╭─ Stored rows
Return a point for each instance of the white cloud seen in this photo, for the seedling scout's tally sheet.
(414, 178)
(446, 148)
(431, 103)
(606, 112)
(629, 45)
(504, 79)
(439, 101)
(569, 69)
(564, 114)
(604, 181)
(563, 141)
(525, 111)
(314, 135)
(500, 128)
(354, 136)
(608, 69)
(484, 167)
╰─
§ **Stated task**:
Swap "tally sheet" for "count sheet" in the entries above, and write them out again with nothing else changed.

§ **Problem solution**:
Return a point for each instance of the white cloud seen in this photo, for the seedling scout's count sheet.
(414, 178)
(446, 148)
(431, 103)
(606, 112)
(629, 45)
(504, 79)
(439, 101)
(569, 69)
(564, 114)
(604, 181)
(563, 141)
(525, 111)
(314, 135)
(500, 128)
(354, 136)
(608, 69)
(484, 167)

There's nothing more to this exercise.